▸ **Görevin amacı**: Aşağıdaki İran donanması metninde "2 Haziran 2021’de" ile başlayıp "Hazar Denizi'nde battı." sözlerine kadar, bu sözler de dahil, giden kısmı harfi harfine aktar.

2 Haziran 2021’de İran donanmasının en büyük savaş gemisi Kharg, Umman Körfezi'nde garip bir biçimde alev aldı ve battı. İranlı yetkililer, Kharg'da çıkan yangın ile ilgili “hiçbir neden sunmadı.” 2020'de ise askeri tatbikatı sırasında, bir füze “yanlışlıkla” Jask limanı yakınlarında bir donanma gemisine çarparak 19 denizciyi öldürdü ve 15 kişiyi yaraladı. Yine 2018'de bir İran donanma destroyeri, esrarengiz biçimde Hazar Denizi'nde battı.
Son iki yılda İran’dan Suriye'ye giden en az 15 İran ticaret gemisi ve petrol tankeri, İsrail tarafından Kızıldeniz ve Akdeniz sularında saldırıya uğradı. Saldırılar Esed’e ve Yemen'deki Husilere silah ve petrol sevkiyatını engellemeyi amaçlıyordu. Gemileri tahrip olan, taşınan değerli yükleri, varılması gereken yerlere gönderemeyen İran, yarım milyar dolardan fazla zarara uğradı.
İran, İsrail'i nükleer tesislerini defalarca sabote etmekle suçladı. İranlı yetkililer, 20 Ağustos 2010'da Tahran'ın 1200 Km güneyindeki Buşehr nükleer santraline ve 2021 yılı Haziran ayı sonlarında, İran başkentinin yaklaşık 40 km kuzeybatısındaki Karaj kentindeki bir bölgeye sabotajcıların saldırmasını engellediklerini duyurdular.

▸ **Verilen bilgiler**:
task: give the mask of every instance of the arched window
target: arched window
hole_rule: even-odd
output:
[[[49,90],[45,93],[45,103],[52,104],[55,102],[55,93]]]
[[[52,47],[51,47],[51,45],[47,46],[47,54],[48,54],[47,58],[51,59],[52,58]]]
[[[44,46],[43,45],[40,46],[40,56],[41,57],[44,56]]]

▸ **Alıştırmanın sonucu**:
2 Haziran 2021’de İran donanmasının en büyük savaş gemisi Kharg, Umman Körfezi'nde garip bir biçimde alev aldı ve battı. İranlı yetkililer, Kharg'da çıkan yangın ile ilgili “hiçbir neden sunmadı.” 2020'de ise askeri tatbikatı sırasında, bir füze “yanlışlıkla” Jask limanı yakınlarında bir donanma gemisine çarparak 19 denizciyi öldürdü ve 15 kişiyi yaraladı. Yine 2018'de bir İran donanma destroyeri, esrarengiz biçimde Hazar Denizi'nde battı.